| Your objective |
Reproduce the material below, substituting "Review note" for every instance of "Audit flag" and keeping everything else identical.

## begin Data supplied

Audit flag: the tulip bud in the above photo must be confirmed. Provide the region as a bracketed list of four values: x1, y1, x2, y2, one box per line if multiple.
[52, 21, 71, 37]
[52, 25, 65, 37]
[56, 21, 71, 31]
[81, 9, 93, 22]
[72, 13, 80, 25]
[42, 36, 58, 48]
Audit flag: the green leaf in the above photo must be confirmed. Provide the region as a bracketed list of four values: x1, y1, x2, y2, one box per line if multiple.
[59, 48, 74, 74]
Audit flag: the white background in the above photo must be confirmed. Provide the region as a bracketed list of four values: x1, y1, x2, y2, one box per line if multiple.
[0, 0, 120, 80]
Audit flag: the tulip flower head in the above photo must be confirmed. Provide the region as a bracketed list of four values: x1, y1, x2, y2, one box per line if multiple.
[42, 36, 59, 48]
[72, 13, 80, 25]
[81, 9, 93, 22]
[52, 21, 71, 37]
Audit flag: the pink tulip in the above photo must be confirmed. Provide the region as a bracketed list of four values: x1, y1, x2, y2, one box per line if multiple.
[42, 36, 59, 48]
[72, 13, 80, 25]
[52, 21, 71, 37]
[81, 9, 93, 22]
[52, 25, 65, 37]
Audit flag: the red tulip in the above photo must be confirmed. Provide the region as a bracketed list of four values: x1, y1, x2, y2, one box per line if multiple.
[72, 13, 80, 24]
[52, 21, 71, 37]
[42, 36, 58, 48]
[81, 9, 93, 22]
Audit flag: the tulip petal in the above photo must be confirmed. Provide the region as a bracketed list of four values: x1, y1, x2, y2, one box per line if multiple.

## end Data supplied

| Task answer |
Review note: the tulip bud in the above photo must be confirmed. Provide the region as a bracketed list of four values: x1, y1, x2, y2, one box per line if multiple.
[52, 21, 71, 37]
[52, 25, 65, 37]
[56, 21, 71, 31]
[81, 9, 93, 22]
[72, 13, 80, 25]
[42, 36, 58, 48]
Review note: the green leaf in the above photo must be confirmed. Provide the region as a bracketed list of four values: x1, y1, x2, y2, one box per line if multiple.
[59, 48, 74, 74]
Review note: the white background in the above photo must be confirmed. Provide the region as a bracketed list of four values: x1, y1, x2, y2, one box per line if multiple.
[0, 0, 120, 80]
Review note: the tulip flower head in the above photo must be confirmed. Provide the region as a bracketed list of four values: x1, y1, x2, y2, one box per line if multiple.
[42, 36, 59, 48]
[72, 13, 80, 25]
[81, 9, 93, 22]
[52, 21, 71, 37]
Review note: the pink tulip in the above photo must be confirmed. Provide the region as a bracketed list of four values: x1, y1, x2, y2, one box per line if multiple.
[42, 36, 59, 48]
[72, 13, 80, 25]
[52, 21, 71, 37]
[81, 9, 93, 22]
[52, 25, 65, 37]
Review note: the red tulip in the above photo must be confirmed. Provide the region as a bracketed list of four values: x1, y1, x2, y2, one box per line if multiple.
[72, 13, 80, 24]
[52, 21, 71, 37]
[42, 36, 58, 48]
[81, 9, 93, 22]
Review note: the tulip petal in the above photo must be confirmed. Provide the region as a bracketed list of four values: x1, y1, x2, y2, one box per line if multiple.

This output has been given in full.